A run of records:
=====
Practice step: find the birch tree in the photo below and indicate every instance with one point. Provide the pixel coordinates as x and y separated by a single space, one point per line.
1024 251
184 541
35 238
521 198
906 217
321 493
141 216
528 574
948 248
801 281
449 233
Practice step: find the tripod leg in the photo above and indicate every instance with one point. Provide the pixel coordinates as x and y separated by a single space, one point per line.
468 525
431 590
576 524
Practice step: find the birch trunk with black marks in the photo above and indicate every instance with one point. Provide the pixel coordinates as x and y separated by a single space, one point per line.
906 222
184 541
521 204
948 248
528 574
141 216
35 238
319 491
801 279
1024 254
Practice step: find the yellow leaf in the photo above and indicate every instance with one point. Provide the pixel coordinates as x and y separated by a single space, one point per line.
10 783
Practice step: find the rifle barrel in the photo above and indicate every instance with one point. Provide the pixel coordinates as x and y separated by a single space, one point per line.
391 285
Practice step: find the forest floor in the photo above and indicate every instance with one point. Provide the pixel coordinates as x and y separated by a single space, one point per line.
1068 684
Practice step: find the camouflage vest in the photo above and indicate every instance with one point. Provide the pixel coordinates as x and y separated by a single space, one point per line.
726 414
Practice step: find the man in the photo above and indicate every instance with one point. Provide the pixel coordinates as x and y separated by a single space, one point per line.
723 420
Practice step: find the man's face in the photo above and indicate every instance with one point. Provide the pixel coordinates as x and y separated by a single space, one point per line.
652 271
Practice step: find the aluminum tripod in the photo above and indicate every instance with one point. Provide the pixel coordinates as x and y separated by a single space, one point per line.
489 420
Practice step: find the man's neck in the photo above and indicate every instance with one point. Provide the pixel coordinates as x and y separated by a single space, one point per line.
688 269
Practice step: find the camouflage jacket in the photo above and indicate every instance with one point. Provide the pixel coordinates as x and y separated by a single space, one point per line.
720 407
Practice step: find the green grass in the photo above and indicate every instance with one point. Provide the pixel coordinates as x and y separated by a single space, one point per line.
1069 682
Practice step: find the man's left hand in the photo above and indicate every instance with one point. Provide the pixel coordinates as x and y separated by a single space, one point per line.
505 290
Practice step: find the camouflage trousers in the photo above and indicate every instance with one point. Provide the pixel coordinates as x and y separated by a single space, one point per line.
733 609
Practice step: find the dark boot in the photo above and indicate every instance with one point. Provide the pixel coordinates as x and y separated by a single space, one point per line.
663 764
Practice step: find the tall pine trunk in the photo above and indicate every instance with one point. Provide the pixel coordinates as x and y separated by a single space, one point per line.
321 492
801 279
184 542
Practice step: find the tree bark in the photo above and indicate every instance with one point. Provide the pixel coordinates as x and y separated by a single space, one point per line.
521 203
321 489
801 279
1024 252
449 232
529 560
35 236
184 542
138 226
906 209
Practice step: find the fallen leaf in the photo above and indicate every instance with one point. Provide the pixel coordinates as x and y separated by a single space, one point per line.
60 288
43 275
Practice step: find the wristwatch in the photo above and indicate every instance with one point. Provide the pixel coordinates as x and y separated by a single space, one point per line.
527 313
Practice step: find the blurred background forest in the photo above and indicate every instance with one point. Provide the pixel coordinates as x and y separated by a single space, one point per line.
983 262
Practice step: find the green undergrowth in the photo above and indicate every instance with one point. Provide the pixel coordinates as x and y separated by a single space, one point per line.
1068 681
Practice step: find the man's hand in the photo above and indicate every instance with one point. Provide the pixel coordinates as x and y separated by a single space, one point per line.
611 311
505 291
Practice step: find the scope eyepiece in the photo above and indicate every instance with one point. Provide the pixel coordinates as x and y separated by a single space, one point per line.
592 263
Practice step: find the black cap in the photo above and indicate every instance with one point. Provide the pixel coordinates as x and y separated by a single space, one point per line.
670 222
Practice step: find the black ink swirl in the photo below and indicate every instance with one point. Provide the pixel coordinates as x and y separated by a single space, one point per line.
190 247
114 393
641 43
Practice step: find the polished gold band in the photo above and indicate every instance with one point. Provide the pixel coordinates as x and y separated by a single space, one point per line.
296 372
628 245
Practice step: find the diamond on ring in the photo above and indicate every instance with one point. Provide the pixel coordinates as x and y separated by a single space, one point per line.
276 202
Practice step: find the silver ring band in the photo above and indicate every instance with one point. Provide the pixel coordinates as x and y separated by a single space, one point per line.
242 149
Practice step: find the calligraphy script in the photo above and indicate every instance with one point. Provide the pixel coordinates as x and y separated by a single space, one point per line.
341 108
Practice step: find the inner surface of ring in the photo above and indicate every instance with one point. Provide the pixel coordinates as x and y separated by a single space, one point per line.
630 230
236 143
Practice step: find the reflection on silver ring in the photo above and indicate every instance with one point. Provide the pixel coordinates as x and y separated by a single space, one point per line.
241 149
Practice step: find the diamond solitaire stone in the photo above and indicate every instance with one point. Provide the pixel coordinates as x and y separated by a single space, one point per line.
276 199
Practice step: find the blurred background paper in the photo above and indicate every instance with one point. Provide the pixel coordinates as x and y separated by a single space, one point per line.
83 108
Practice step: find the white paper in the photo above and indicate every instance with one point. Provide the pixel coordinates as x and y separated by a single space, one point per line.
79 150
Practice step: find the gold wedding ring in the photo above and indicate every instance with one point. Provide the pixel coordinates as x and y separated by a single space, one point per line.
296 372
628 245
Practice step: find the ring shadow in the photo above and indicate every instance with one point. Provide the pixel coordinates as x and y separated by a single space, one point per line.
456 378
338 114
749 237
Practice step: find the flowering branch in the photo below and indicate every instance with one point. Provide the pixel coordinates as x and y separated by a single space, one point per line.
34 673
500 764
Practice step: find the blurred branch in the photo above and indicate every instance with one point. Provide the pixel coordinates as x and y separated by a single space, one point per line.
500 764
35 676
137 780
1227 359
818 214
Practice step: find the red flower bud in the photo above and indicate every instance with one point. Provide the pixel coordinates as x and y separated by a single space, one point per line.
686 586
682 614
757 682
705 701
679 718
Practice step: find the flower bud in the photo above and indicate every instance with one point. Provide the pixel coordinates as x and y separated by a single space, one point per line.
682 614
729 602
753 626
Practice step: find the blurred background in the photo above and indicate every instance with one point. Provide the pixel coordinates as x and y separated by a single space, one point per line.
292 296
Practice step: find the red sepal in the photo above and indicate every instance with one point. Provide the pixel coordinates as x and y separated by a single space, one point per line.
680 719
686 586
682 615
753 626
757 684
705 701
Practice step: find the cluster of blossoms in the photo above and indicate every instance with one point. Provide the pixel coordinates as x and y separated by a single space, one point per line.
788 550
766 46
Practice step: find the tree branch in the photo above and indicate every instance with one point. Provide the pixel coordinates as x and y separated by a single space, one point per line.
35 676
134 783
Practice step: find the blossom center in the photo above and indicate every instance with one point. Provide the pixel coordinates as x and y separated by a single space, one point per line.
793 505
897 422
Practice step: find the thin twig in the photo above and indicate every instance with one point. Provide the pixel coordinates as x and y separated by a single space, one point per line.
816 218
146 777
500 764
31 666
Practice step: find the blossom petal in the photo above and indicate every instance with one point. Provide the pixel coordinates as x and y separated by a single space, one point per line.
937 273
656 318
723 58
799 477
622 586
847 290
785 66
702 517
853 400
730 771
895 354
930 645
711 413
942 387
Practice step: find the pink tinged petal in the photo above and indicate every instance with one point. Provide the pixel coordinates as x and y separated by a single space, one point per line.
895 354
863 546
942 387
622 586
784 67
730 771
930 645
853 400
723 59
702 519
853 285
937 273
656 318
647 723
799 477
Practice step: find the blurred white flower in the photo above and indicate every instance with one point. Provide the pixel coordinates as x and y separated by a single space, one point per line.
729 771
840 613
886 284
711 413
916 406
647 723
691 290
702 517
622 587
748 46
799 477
=====
Quote all the records exactly, please, leaving none out.

Final result:
Practice step: find the birch tree in the photo below and indicate every instance with one point. Provide the pixel coordinates as x and y separated by a single space, one point per line.
1024 251
184 541
35 238
521 198
906 217
321 493
141 216
528 574
948 248
801 281
449 233
Practice step: find the tripod leg in the photo above and indicate every instance with one point. Provide the pixel coordinates as x and y separated by a single space, one point per line.
468 525
431 590
576 524
Practice step: find the birch trunk with black marks in the photo above and indicate every instance with one point. Provide the pixel coordinates as x and y separated by a single space, one point per line.
906 222
184 541
521 204
948 248
528 574
141 216
35 238
319 491
801 279
1024 254
Practice step: find the yellow leaf in the photo above and indicate every instance with one point. Provide the pixel coordinates as x and y separated by a single space, one point per line.
10 783
Practice step: find the rifle barrel in the photo above and indicate every instance with one point. Provide the pixel coordinates as x and y separated by a single space, one point per line.
391 285
Practice step: find the forest floor in the photo above and indicate every instance with one point. Provide the pixel coordinates as x and y separated by a single space, one point per line.
1068 684
Practice step: find the camouflage vest in the photo above and indicate every instance with one point. Provide the pixel coordinates as x and y separated by a single space, one point per line.
726 414
Practice step: find the man in the photo above and indicate every instance with one point. Provide the pixel coordinates as x and y separated by a single space, one point per line.
723 420
Practice step: find the man's face in the photo above and indicate every instance with one point. Provide the pixel coordinates as x and y separated by a single space, one point per line.
652 271
Practice step: find the aluminum tripod in the photo above and indicate every instance with one point. Provide the pixel coordinates as x and y separated by a single space, one point per line.
489 420
Practice step: find the man's neck in the photo above and indicate every instance with one point. Provide the pixel coordinates as x and y separated by a single space, one point per line.
688 269
Practice step: find the camouflage jacket in the photo above and indicate every instance with one point. Provide the pixel coordinates as x and y separated by a single space, one point per line.
720 407
Practice step: find the green grass in the photo above and indicate every instance with one point. Provide the pixel coordinates as x and y separated by a single space, one point per line.
1069 682
Practice step: find the man's left hand in the photo above and indicate every instance with one point. Provide the pixel coordinates as x and y separated by a single space, one point per line.
505 290
Practice step: find the camouflage trousers in the photo above and indicate every instance with one point. Provide the pixel coordinates as x and y separated by a single space, one point per line.
733 609
Practice step: find the dark boot in the photo above and indicate every instance with one point. Provide the pixel coordinates as x and y separated by a single space, one point per line.
663 764
Practice step: find the tall pine trunk in the photo above and indicate every instance with one point. Provide the pixel coordinates as x and y separated by a single space, one point per line.
321 492
801 279
184 542
Practice step: find the tree bark in the photo above and indicate every instance with one point. Provide the pixel coordinates as x and y separated by a single space, one point per line.
521 203
321 489
801 279
1024 252
449 232
529 560
35 236
184 542
138 226
906 209
Practice step: find the fallen leaf in the photo above and indicate every instance with one point. Provide the pixel coordinates as x and y separated by a single space, one point per line.
60 288
43 275
Practice step: find the wristwatch in the photo above and indicate every instance with one point. Provide the pixel coordinates as x and y separated by a single space, one point per line.
527 313
Practice step: find the blurred background forest in the photo above and indicate every instance with one point. Provide the pixel coordinates as x and y separated by a single space, one point per line.
983 262
Practice step: find the green undergrowth in the photo above and indicate every instance with one point. Provide the pixel coordinates as x and y separated by a single space, one point per line.
1068 681
Practice step: find the man's hand in the photo above and indicate every instance with one point. Provide the pixel coordinates as x and y separated by a single space, one point per line.
611 311
505 291
Practice step: find the scope eyepiece in the photo above and indicate every instance with one point. Provide the pixel coordinates as x and y separated by a single space, one point per line.
592 263
Practice step: find the black cap in the photo above and indicate every instance with one point. Provide the pixel coordinates as x and y separated by a single space, one point per line.
670 222
Practice step: find the black ink swirl in the photo below and indicate every instance with one point. Provide the pixel coordinates as x and y separated by a single space, one point per line.
190 247
114 393
641 43
Practice step: find the polished gold band in the photo above and indicate every instance with one point. Provide the pixel coordinates as x and y separated by a single space, one point per line.
296 372
628 245
Practice step: find the diamond on ring in the photo above and indicate every instance with one point. Provide the pixel coordinates as x and y separated by a single space, one point per line.
276 202
Practice step: find the silver ring band in the photo above and indicate every instance with one point. Provide the pixel coordinates as x and y separated by a single space, one point per line.
242 149
Practice step: find the calligraphy script in the photo above and indicate every instance with one point. Provide the pixel coordinates as x and y separated by a single space, one point per line.
341 108
Practice step: find the inner surface of ring in the photo above and indicate every instance with one point. Provide the pixel coordinates as x and y separated by a single space, one point per line.
630 230
236 143
Practice step: find the reflection on silver ring in the photo above and indicate every instance with one point. Provide the pixel coordinates as x and y separated by a single space, one point per line.
241 149
Practice step: find the diamond solitaire stone in the photo above and indicate every instance with one point. Provide the pixel coordinates as x and y separated by a single space, one point per line.
276 199
Practice step: find the blurred background paper in the photo above and indicate every instance with one point. Provide the pixel coordinates as x and y separated by a single space, one point per line.
83 108
Practice step: find the white paper in the photo above and indicate every instance with one point. Provide the pixel coordinates as x and y separated by a single space, one point per line.
79 150
Practice step: find the gold wedding ring in the photo above and indicate every instance with one point. Provide the pixel coordinates as x and y separated by a single space, one point per line.
296 372
628 245
Practice step: find the ring shadow in the photo above and indicate every instance with one point. Provide the pixel coordinates as x and y separated by a single space, one point per line.
456 378
338 114
749 237
Practice step: find the flowering branch in the photo below and indicate every instance with one point. Provide the pixel coordinates as x and y separated by a single space, one point per line.
34 673
500 764
Practice step: find the blurred branch in the photo above and indicate every instance with one point. Provide the pixel coordinates as x and y separated by a single space, one point per line.
500 764
35 676
137 780
1227 359
818 214
Practice step: find the red flower bud in the photo above and indicate every instance with one point. Provide the pixel coordinates as x and y separated by a single space, one point per line.
686 586
682 614
757 682
705 701
679 718
Practice step: find the flower bud in the photo above and indicate every instance with one point. Provide the pixel coordinates as x and y separated by a single space, one point per line.
682 614
729 602
753 626
Practice step: find the blurred background in the photo above and indicate every instance with one point. Provide the pixel coordinates as x and y separated by a single space, one point per line.
292 296
Practice step: find the red sepal in the photo above and indicate every instance with one point. Provide the pixel coordinates as x and y separated by a single space, one point per line.
680 719
686 586
682 615
753 626
757 684
705 701
Practice step: find the cluster of blossoms in the photo above and indicate every instance with one point. Provide the pixel coordinates as x and y separated by a single space, one point per line.
788 550
766 46
Practice step: find the tree branch in the photo above and indicate every instance with one point. Provide the pixel coordinates as x and y separated by a single space, one point per line.
35 676
134 783
Practice step: find the blossom center in the photo above and indicate every instance with one point. Provide the pixel coordinates as x and y separated by a single space, one point per line.
793 505
897 422
Practice step: find the thin twig in the photo above and indicate every instance with one point. Provide the pixel coordinates as x and y separated by a single space, one point per line.
816 218
146 777
500 764
31 666
Practice step: find the blossom petal in the photo above and indicate every instance with one point. Provide the pixel coordinates as x and y separated by a single space, one point per line.
937 273
656 318
723 58
799 477
622 586
847 290
785 66
702 517
853 400
730 771
895 354
930 645
711 413
942 387
Practice step: find the pink tinged petal in the photo above and indicate every instance with one point. Provide the pixel coordinates as x and y separated by a single space, one point per line.
895 354
863 546
942 387
622 586
784 67
730 771
930 645
853 400
723 59
702 519
853 285
937 273
656 318
647 723
799 477
Practice step: find the blurred white flower in the photo above and indicate every instance with one point. Provide the pixel coordinates as x and y separated by a single space, one point per line.
729 771
840 613
886 284
711 413
916 406
647 723
691 290
702 517
622 587
748 46
799 477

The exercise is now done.